Locate the line containing "Where can you spot the distant", then please write out that line and all the lines below it in the entries exactly.

────

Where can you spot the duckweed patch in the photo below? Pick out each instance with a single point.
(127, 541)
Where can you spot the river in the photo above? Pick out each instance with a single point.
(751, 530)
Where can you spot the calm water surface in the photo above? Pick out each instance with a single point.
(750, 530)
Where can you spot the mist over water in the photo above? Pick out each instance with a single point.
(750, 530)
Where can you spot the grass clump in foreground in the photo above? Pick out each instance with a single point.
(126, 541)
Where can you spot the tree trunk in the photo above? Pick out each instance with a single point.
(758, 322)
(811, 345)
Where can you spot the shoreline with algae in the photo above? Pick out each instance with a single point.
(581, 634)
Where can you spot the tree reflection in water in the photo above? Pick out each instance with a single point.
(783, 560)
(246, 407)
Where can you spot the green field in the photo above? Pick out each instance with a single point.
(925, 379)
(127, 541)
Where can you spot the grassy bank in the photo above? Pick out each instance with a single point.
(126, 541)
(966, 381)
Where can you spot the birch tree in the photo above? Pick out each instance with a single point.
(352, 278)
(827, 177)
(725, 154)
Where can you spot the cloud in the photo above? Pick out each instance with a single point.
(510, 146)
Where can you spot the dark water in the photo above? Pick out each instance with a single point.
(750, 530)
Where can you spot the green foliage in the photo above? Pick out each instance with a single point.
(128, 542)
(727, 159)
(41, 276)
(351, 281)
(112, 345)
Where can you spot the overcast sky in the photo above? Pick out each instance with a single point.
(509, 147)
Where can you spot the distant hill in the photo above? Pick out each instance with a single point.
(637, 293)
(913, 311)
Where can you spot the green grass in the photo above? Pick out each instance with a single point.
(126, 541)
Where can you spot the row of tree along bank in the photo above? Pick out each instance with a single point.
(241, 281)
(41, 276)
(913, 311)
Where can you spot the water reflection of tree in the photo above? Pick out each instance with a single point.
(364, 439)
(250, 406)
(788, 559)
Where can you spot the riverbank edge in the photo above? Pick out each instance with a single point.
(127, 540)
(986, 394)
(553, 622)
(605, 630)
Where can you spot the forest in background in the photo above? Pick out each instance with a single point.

────

Exercise solution:
Where can you spot the distant hill in the photo above? Pick out each instance with a single point.
(637, 293)
(913, 311)
Where can you spot the green grass in the photo above? Pick out each instance with a single point.
(126, 541)
Where can you spot the row of tree along bank in the photo above? Pick out each instance with a single point.
(241, 281)
(41, 276)
(913, 311)
Where can you spot the water reflection of tree in the photo above? Pick out each instance with a single point.
(364, 439)
(250, 406)
(788, 559)
Where can you spot the riverbank edge in the photo above? Pick out each instance with a single point.
(127, 540)
(986, 394)
(553, 622)
(605, 630)
Where can you spot the forest in background in the photo above? Pick out each instance with a single point.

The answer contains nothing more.